** DATA SHOWN **
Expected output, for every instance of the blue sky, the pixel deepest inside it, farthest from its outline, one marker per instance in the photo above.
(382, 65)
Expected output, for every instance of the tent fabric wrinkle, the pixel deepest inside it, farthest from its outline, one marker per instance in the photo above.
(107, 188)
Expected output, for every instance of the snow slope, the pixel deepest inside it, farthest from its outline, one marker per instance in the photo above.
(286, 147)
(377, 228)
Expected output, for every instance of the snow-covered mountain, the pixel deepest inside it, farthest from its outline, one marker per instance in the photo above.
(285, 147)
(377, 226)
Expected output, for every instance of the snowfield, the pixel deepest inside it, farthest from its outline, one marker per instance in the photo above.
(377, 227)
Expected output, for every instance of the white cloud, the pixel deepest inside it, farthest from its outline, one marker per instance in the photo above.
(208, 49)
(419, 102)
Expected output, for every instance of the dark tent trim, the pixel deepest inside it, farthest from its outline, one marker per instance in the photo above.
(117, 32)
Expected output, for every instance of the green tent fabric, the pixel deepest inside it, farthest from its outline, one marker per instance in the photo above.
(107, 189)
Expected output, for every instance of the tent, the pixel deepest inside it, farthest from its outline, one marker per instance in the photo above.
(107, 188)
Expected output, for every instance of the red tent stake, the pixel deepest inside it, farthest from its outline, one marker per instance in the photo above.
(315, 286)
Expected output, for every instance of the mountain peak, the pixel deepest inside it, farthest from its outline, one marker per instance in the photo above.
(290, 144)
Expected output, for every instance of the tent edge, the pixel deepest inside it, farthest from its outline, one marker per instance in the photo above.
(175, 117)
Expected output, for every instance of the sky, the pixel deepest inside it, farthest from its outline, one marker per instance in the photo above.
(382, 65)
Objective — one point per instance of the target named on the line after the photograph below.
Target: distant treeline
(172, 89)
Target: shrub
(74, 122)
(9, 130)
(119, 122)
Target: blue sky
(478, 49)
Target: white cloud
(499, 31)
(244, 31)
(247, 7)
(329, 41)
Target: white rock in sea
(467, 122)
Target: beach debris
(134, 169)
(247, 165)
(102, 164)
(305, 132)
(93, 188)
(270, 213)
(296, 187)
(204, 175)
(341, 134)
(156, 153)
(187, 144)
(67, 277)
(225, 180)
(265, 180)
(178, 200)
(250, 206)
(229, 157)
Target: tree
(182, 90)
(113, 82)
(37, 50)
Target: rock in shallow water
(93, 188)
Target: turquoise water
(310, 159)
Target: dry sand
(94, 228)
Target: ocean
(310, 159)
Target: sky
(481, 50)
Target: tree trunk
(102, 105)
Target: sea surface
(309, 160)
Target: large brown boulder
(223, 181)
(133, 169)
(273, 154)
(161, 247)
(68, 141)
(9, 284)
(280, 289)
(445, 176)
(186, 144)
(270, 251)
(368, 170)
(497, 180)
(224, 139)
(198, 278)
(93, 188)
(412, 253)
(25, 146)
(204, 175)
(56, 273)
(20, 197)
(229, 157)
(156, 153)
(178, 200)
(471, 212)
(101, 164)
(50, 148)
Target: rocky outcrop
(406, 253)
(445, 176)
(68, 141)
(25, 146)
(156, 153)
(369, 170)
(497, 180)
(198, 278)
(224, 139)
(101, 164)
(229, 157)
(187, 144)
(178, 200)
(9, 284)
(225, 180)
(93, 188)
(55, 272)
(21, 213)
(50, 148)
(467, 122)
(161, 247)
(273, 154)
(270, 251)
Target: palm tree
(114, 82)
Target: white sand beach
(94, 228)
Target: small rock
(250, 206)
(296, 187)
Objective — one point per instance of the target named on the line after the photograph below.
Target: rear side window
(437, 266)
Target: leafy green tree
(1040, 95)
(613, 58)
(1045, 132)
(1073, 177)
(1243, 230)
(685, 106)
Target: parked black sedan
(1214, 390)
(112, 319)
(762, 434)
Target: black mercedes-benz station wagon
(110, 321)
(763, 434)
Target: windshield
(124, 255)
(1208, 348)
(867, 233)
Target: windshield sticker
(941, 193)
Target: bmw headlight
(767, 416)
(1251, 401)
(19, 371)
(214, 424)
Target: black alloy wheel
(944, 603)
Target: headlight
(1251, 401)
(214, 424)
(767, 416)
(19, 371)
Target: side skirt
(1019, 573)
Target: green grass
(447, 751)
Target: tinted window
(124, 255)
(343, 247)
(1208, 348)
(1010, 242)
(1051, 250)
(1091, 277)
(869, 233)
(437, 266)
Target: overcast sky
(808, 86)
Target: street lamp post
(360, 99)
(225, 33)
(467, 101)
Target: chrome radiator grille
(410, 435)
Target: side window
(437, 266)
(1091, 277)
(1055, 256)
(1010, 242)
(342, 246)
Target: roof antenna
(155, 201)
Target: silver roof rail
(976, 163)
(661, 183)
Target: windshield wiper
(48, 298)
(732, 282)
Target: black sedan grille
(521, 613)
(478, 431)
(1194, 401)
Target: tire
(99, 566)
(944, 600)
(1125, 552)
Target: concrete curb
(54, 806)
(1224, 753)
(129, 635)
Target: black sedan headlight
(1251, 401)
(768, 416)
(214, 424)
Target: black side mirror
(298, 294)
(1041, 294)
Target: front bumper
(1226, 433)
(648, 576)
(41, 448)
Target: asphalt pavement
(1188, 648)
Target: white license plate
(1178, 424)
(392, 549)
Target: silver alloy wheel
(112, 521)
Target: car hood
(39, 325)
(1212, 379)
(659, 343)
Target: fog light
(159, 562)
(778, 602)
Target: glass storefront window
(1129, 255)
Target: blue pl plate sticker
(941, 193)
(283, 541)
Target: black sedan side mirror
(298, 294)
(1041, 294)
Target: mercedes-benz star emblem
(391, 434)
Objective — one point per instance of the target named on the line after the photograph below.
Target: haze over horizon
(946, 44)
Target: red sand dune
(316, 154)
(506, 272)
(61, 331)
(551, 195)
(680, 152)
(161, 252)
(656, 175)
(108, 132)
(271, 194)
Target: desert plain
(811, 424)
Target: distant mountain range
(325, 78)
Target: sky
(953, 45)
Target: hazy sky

** WRITTEN TASK **
Convert the listing from the line containing "Target: roof antenna" up to and including the line containing "(1125, 552)" into a numbered list, leaving out any blank lines.

** EXERCISE SOLUTION **
1. Target: roof antenna
2. (155, 201)
3. Target: silver roof rail
4. (976, 163)
5. (661, 183)
6. Target: windshield wiper
7. (48, 298)
8. (732, 282)
9. Target: black sedan grille
10. (521, 613)
11. (478, 431)
12. (1194, 401)
13. Target: tire
14. (99, 566)
15. (944, 600)
16. (1125, 552)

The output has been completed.